• [EXTRAIT À LIRE]:
####

L’Insee et Orange viennent de finaliser un travail très intéressant sur l’impact du confinement sur la mobilité de la population, qui permet d’actualiser ce que je disais dans un billet précédent. Vous trouverez les principaux résultats de leur travail ici et le détail de la méthode et des résultats . Voici ce que j’en ai retenu.

Sur la méthode, d’abord : grâce à des données de téléphonie mobile, les auteurs ont calculé le nombre de nuitées passées dans les départements français 3 jours avant le confinement et 3 jours après le début confinement. Sur la base de l’adresse de résidence principale des personnes, de la localisation des personnes avant le confinement, et de leur localisation après le confinement, on peut calculer différentes écarts entre la situation après et la situation avant le confinement.

On peut commencer par calculer l’écart total de nuitées après/avant : 31 des 96 départements présentent un écart total négatif, c’est-à-dire que moins de gens y ont dormi après le confinement qu’avant. On y trouve deux types de départements : i) les départements hébergeant les stations de ski, qui ont fermé après le confinement (Savoie, Haute-Savoie, Hautes-Alpes, Hautes-Pyrénées, …), ii) les départements des grandes villes françaises (départements d’Ile-de-France, Rhône, Haute-Garonne, Gironde, Hérault, …).

Attention cependant à ne pas aller trop vite en besogne dans l’interprétation pour la catégorie des grandes villes, car plusieurs processus sont à l’œuvre. Les données collectées permettent notamment de distinguer dans les nuitées celles passées par les personnes ayant leur résidence principale dans le département, celles de ceux dont la résidence principale est localisé dans d’autres départements, et celle enfin de résidents étrangers.

Il s’avère alors que dans l’ensemble des 96 départements de France métropolitaine, seuls 2 voient baisser le nombre de nuitées passées dans le département par des résidents du même département entre avant et après le début du confinement : Paris d’une part (baisse de 209 000 nuitées) et les Hauts-de-Seine d’autre part (baisse de 20 000 nuitées). Dans tous les autres départements, l’évolution est positive, signe que de très nombreuses personnes qui résidaient avant le confinement dans d’autres départements (pour des raisons que j’évoquerai après) ont réintégré leurs pénates. C’est notamment vrai dans les grandes villes que j’évoquais plus haut, mais comme ils ont vu partir de chez eux encore plus de personnes dont la résidence principale est dans d’autres départements, l’écart total des nuitées est négatif. A noter également pour tous les départements concernés la baisse des nuitées des résidents étrangers.

Pourquoi dans les grandes villes accueillait-on de nombreuses personnes dont la résidence principale était située dans d’autres départements ? Parmi eux, on peut penser qu’il y a des touristes qui séjournaient dans les grandes villes, des personnes en emploi qui y résidaient pour leur travail, ou encore des étudiants dont la résidence principale déclarée à leur opérateur téléphonique est celle de leurs parents. J’en oublie peut-être, n’hésitez pas à compléter.

Quant à l’effet résidence secondaire, il joue à l’évidence, et de manière très forte, pour Paris (11% des parisiens résidaient hors de leur département après le début du confinement) et, dans une moindre mesure, pour les Hauts-de-Seine. Sans doute trouve-t-on aussi des parisiens sans résidence secondaire qui sont allé rejoindre le domicile de leurs parents, d’autres membres de leur famille ou bien d’amis. Pour les autres grandes villes, ces processus peuvent jouer, mais ils ne dominent pas le retour des habitants de ces villes après le début du confinement.

Pour preuve de cet effet, les cartes ci-dessus proposées par les auteurs montrent que la présence des parisiens dans les départements de province suit plutôt bien l’emplacement de leurs résidences secondaires.

####

• [CONSIGNE]:
Recopiez mot pour mot, dans l'extrait sur le confinement et la mobilité, tout le passage qui va de « L’Insee et Orange » jusqu'à « avant le confinement. ».

####

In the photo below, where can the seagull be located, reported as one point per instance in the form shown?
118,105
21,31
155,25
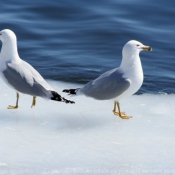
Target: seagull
117,83
20,75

####

• [TRAVAIL RÉALISÉ]:
L’Insee et Orange viennent de finaliser un travail très intéressant sur l’impact du confinement sur la mobilité de la population, qui permet d’actualiser ce que je disais dans un billet précédent. Vous trouverez les principaux résultats de leur travail ici et le détail de la méthode et des résultats . Voici ce que j’en ai retenu.

Sur la méthode, d’abord : grâce à des données de téléphonie mobile, les auteurs ont calculé le nombre de nuitées passées dans les départements français 3 jours avant le confinement et 3 jours après le début confinement. Sur la base de l’adresse de résidence principale des personnes, de la localisation des personnes avant le confinement, et de leur localisation après le confinement, on peut calculer différentes écarts entre la situation après et la situation avant le confinement.